Text segment
▬▬▬▬▬▬▬▬▬▬
From c3b3362f4ccf095a9672fd1b97cddfb4b5f4f42f Mon Sep 17 00:00:00 2001
From: adk-bot <adk-bot@google.com>
Date: Mon, 26 Jan 2026 22:25:25 +0000
Subject: [PATCH] docs: Add section on Custom Metrics in evaluation criteria.

---
 docs/evaluate/criteria.md | 76 +++++++++++++++++++++++++++++++++++++++
 1 file changed, 76 insertions(+)

diff --git a/docs/evaluate/criteria.md b/docs/evaluate/criteria.md
index 7dc333502..9ae34be9d 100644
--- a/docs/evaluate/criteria.md
+++ b/docs/evaluate/criteria.md
@@ -544,3 +544,79 @@ turns in which the user simulator's response was judged to be valid according to
 the conversation scenario. A score of 1.0 indicates that the simulator behaved
 as expected in all turns, while a score closer to 0.0 indicates that the
 simulator deviated in many turns. Higher values are better.
▬▬▬▬▬▬▬▬▬▬
Dataset content
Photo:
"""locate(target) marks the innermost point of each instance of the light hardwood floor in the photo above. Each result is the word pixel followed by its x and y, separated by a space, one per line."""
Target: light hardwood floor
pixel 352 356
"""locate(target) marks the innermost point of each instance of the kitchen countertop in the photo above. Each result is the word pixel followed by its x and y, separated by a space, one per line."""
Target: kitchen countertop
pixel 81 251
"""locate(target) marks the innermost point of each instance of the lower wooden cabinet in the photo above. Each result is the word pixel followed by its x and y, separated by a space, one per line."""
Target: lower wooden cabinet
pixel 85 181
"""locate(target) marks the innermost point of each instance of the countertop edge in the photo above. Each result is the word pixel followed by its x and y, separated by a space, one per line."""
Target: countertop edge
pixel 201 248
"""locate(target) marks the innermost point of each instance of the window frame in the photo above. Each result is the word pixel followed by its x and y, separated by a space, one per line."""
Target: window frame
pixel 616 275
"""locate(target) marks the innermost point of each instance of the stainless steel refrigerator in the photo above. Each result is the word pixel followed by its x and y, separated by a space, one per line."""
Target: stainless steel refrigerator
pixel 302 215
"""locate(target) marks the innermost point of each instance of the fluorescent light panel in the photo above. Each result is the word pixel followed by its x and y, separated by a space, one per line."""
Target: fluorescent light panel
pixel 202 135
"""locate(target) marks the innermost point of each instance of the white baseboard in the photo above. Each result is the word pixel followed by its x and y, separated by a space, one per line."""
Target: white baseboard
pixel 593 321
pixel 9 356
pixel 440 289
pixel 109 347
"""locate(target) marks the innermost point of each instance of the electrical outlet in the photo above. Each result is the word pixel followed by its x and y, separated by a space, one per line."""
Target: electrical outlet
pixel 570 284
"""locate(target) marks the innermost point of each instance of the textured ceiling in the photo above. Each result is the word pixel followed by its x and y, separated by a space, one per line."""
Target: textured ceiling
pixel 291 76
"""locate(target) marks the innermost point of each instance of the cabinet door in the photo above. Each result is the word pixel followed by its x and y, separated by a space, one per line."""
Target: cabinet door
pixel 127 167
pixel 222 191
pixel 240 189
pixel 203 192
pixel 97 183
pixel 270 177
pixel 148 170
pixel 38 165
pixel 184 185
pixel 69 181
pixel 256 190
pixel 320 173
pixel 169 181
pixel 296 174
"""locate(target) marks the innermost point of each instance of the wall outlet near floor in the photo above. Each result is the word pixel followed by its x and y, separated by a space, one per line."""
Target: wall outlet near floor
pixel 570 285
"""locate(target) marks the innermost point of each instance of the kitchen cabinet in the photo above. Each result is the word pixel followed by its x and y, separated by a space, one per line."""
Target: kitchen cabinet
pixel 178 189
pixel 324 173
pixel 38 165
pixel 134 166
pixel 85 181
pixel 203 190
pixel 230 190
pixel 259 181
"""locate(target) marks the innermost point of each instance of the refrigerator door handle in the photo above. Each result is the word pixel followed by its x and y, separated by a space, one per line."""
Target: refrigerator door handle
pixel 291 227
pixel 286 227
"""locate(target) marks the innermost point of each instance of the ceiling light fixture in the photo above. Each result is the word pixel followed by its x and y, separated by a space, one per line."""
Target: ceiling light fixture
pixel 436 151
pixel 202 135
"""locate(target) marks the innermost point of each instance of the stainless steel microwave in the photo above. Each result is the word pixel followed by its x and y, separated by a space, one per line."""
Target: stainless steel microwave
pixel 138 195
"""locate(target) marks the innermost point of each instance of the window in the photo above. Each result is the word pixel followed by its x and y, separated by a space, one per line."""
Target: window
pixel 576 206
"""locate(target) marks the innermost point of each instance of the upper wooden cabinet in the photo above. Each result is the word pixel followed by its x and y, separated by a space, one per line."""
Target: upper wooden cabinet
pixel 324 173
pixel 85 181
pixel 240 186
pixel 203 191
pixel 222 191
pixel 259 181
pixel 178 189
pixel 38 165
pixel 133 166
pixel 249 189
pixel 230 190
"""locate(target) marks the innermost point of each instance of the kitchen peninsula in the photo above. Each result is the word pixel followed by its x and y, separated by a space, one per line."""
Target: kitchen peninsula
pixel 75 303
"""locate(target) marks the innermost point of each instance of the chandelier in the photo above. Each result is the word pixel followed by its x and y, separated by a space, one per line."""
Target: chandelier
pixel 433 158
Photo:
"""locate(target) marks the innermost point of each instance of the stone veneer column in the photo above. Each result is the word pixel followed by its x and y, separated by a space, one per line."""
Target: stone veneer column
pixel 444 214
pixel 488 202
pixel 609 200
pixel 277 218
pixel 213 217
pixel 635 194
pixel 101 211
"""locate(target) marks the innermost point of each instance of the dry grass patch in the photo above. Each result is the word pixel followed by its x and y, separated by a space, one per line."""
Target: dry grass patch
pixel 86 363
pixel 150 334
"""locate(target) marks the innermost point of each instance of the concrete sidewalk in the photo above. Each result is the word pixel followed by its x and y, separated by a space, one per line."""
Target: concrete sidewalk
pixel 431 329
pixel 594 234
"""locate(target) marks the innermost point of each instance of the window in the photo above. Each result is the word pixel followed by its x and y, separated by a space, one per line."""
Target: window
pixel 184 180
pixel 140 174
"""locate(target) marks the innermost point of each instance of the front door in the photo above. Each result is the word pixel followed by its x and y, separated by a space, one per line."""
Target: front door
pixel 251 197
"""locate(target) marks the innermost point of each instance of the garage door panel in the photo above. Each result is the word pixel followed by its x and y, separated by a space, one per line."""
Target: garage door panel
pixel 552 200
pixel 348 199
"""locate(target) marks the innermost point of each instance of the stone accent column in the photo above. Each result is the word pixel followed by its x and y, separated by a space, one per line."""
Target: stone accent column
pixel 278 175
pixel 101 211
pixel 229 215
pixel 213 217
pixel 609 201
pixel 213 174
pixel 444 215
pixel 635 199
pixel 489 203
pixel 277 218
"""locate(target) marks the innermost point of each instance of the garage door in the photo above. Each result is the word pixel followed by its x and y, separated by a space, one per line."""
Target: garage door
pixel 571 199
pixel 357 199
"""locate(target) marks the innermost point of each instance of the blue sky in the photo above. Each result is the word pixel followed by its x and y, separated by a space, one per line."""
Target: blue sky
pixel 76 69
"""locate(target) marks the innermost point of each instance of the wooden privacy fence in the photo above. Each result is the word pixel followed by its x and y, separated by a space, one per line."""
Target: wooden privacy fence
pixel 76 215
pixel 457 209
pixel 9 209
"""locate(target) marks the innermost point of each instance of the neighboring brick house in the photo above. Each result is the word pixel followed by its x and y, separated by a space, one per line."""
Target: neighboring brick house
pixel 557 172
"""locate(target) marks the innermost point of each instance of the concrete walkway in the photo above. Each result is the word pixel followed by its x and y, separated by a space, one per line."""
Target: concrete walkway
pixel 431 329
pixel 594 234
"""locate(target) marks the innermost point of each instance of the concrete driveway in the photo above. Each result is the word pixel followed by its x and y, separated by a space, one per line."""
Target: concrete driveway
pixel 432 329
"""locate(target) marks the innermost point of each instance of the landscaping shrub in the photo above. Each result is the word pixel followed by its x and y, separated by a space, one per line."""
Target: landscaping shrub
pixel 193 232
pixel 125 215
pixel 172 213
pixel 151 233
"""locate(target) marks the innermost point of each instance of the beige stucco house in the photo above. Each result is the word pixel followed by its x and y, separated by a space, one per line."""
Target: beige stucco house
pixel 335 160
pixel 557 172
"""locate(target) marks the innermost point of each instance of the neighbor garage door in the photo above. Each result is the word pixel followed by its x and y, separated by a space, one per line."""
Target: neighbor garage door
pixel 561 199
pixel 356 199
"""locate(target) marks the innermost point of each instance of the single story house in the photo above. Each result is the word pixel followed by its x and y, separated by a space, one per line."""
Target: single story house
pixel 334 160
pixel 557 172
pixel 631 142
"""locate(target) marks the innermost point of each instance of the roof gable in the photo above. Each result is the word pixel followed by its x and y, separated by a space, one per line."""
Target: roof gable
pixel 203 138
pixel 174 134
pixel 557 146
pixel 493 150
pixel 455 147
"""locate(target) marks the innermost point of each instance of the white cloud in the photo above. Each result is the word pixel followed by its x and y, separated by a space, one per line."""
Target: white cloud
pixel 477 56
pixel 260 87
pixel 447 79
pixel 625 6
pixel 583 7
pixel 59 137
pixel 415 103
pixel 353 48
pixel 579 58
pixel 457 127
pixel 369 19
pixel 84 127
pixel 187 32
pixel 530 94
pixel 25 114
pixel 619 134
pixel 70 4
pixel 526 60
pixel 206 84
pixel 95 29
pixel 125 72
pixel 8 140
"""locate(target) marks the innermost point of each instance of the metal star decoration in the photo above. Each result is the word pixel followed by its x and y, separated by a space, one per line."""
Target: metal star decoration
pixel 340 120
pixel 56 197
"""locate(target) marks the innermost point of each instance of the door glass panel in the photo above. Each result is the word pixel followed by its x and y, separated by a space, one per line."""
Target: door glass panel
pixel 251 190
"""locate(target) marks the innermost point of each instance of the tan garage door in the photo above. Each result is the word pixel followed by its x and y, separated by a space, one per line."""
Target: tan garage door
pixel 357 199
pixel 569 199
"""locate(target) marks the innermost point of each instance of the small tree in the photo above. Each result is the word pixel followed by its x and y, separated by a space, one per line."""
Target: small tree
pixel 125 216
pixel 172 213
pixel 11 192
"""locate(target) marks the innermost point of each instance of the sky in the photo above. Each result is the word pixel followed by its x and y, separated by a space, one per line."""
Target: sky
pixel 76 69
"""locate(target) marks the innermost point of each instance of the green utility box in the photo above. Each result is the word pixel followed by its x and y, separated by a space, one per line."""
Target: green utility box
▬▬▬▬▬▬▬▬▬▬
Requests
A. Could you edit the stretch of the patch text from "From c3b3362f4ccf095a9672fd1b97cddfb4b5f4f42f Mon" through "in evaluation criteria.", putting "docs-bot" in place of "adk-bot"?
B. Which header field names, each followed by a colon, appear in the email-style header of the patch text?
None of the lines have anything to do with the patch text.

List of solutions
A.
From c3b3362f4ccf095a9672fd1b97cddfb4b5f4f42f Mon Sep 17 00:00:00 2001
From: docs-bot <docs-bot@google.com>
Date: Mon, 26 Jan 2026 22:25:25 +0000
Subject: [PATCH] docs: Add section on Custom Metrics in evaluation criteria.

B. From, Date, Subject